DOCUMENT:

^^^^^^^^

In the last chaotic days of Nazi Germany, in a train transferring concentration camp prisoners to Dachau, a teenager hears the cries of babies.
At 14, William Glied has already lost his family. Emaciated and shivering with typhoid, he thinks he is delirious, for how could newborns be in such wretched conditions?
And yet, seven babies were born that spring because the Germans spared seven pregnant inmates.
Most survivors think such clemency came because the war was ending and the guards tried to cast themselves in a better light. But Mr. Glied wants to believe it happened because there was a glimmer of decency in the heart of a Nazi.
“I feel that human beings are by nature good, that they’re not evil. If I didn’t believe that, there is not much sense in human existence,” the 84-year-old said from his Toronto home.
Tuesday is the 70th anniversary of the liberation of the largest Nazi death camp, Auschwitz-Birkenau, where more than a million victims died in occupied Poland.
The youngest Holocaust survivors, children at the time, are now elderly. Despite their frail health, many have dedicated their later years to bearing witness to the tragedy.

^^^^^^^^

STORED DATA:
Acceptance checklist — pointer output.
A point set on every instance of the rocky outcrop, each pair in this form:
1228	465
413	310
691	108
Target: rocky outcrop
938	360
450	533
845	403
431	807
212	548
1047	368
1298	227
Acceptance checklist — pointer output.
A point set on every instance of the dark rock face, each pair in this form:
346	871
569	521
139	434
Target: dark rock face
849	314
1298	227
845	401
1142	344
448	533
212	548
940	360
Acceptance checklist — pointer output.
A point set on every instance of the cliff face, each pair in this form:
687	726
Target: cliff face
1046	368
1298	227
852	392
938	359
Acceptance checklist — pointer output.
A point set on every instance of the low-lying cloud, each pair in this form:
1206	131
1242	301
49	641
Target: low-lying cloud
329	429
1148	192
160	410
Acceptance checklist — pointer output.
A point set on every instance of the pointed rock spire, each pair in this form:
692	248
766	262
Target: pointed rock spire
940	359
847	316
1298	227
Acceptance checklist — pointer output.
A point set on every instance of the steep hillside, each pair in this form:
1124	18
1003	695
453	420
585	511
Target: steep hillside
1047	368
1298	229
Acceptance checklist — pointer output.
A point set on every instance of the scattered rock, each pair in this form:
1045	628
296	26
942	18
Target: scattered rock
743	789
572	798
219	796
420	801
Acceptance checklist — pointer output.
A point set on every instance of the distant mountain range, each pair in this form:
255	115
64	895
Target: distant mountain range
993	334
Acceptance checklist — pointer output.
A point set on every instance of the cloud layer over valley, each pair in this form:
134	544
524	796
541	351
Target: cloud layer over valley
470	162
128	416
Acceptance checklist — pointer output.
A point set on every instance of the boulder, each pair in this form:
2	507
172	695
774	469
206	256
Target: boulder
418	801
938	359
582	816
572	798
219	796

^^^^^^^^

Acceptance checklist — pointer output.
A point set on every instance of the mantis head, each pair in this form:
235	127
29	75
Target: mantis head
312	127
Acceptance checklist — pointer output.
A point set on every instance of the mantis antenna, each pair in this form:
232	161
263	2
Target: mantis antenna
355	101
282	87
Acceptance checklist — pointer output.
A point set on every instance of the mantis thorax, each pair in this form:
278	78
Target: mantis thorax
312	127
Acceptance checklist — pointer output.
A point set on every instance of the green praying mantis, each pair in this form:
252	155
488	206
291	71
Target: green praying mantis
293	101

^^^^^^^^

REQUIRED TASKS:
1 > Please reproduce the Holocaust article word for word between "Most survivors think" and "his Toronto home.", inclusive.
2 > Carry on the Holocaust article from its last sentence.
The material was drawn from a different source than the Holocaust article.

SOLVED TASKS:
1 >
Most survivors think such clemency came because the war was ending and the guards tried to cast themselves in a better light. But Mr. Glied wants to believe it happened because there was a glimmer of decency in the heart of a Nazi.
“I feel that human beings are by nature good, that they’re not evil. If I didn’t believe that, there is not much sense in human existence,” the 84-year-old said from his Toronto home.

2 >
In the winter of his life, Mr. Glied wants to honour the memory of his father, Alexander, who gave him his rations and struggled to find him easier tasks.
“He saved my life. I am forever in debt for that,” he said. “Each time I speak to schools, I keep repeating that fact. And that will forever stay with me.”
Auschwitz is where his mother and his eight-year-old sister were murdered in 1944. It is also where Sally Wasserman lost her parents and brother.
Ms. Wasserman is devoted to sharing her story because she wants to talk about the courage of ordinary people in the face of evil – the courage of her mother, and the courage of a Polish couple who hid Ms. Wasserman in their home.
“I was saved for a reason. This is my legacy. It is a duty and obligation for me to make sure that people learn about this,” she says.
Friends became enemies
Ms. Wasserman is the elder child of Izak and Tola Goldblum, who owned a butcher shop in the Polish town of Katowice.
She was four when the Germans invaded in 1939. They annexed Katowice and expelled its Jews.
The Goldblums moved in with relatives in Dabrowa. Food was scarce and, that winter, her father smuggled in a cow to feed the family. He was arrested and never seen again.
Nearby, in the spring, 728 Polish prisoners became the first inmates of a new concentration camp, Auschwitz. After the war, Ms. Wasserman learned that her father died of typhus in Auschwitz.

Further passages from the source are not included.